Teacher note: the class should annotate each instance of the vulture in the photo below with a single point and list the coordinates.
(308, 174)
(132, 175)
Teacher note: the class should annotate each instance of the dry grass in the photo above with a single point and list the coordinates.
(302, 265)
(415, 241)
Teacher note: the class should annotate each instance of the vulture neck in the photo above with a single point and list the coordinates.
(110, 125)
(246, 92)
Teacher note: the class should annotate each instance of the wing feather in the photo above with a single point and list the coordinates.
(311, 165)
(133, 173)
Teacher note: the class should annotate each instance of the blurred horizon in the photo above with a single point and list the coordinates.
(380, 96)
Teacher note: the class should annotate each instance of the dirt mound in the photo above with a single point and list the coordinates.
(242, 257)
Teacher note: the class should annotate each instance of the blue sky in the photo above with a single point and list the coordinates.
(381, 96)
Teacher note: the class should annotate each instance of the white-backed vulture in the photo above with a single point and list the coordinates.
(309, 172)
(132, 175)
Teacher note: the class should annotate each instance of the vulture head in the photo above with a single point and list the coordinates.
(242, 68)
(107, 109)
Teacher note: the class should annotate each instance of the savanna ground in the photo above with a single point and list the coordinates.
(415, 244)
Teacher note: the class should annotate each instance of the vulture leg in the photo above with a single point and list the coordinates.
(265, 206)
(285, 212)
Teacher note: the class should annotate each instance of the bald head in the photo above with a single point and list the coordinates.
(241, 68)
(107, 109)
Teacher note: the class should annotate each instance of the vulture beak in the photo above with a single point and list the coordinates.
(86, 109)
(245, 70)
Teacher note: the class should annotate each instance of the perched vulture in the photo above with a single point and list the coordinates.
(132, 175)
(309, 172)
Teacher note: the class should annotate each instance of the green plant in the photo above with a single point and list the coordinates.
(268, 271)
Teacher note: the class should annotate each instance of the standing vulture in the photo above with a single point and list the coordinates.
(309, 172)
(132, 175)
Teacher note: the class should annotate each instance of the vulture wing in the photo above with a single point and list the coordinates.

§

**WHAT YOU HAVE TO DO**
Can you copy out every one of the records above, word for word?

**TASK SOLUTION**
Teacher note: the class should annotate each instance of the vulture in the photo below with a single point and list the coordinates.
(308, 174)
(132, 175)
Teacher note: the class should annotate each instance of the dry grass in the photo above with a single point and list the coordinates.
(302, 265)
(415, 241)
Teacher note: the class should annotate each instance of the vulture neck in the photo above with a single point and list the coordinates.
(110, 125)
(246, 92)
Teacher note: the class should annotate each instance of the wing feather in the photo above with a single point and list the coordinates.
(311, 165)
(133, 173)
Teacher note: the class should annotate each instance of the blurred horizon in the photo above with a single point and list the coordinates.
(380, 96)
Teacher note: the class should annotate each instance of the dirt mound in the photo above with a single point and list the coordinates.
(242, 257)
Teacher note: the class should annotate each instance of the blue sky in the photo above with a single point and list the coordinates.
(381, 96)
Teacher note: the class should annotate each instance of the white-backed vulture in the photo above with a single point and list the coordinates.
(309, 172)
(132, 175)
Teacher note: the class should annotate each instance of the vulture head in the photo above with a single point and list the coordinates.
(242, 68)
(107, 109)
Teacher note: the class should annotate each instance of the savanna ground in the photo above with a single point and list the coordinates.
(415, 244)
Teacher note: the class should annotate each instance of the vulture leg in the photo above with a single point and list the coordinates.
(265, 206)
(285, 212)
Teacher note: the class should annotate each instance of the bald head in the photo above with a single point and list the coordinates.
(241, 68)
(107, 109)
Teacher note: the class should annotate each instance of the vulture beak in the photo above with a single point and list the coordinates.
(86, 109)
(245, 70)
Teacher note: the class should annotate each instance of the perched vulture in the photo above with a single point and list the coordinates.
(132, 175)
(309, 172)
Teacher note: the class should annotate each instance of the green plant in the photo above with a single point and list the coordinates.
(268, 271)
Teacher note: the class should annotate each instance of the standing vulture in the photo above with a single point and list the coordinates.
(309, 172)
(132, 175)
Teacher note: the class should annotate each instance of the vulture wing in the photo above with a single point and list the coordinates.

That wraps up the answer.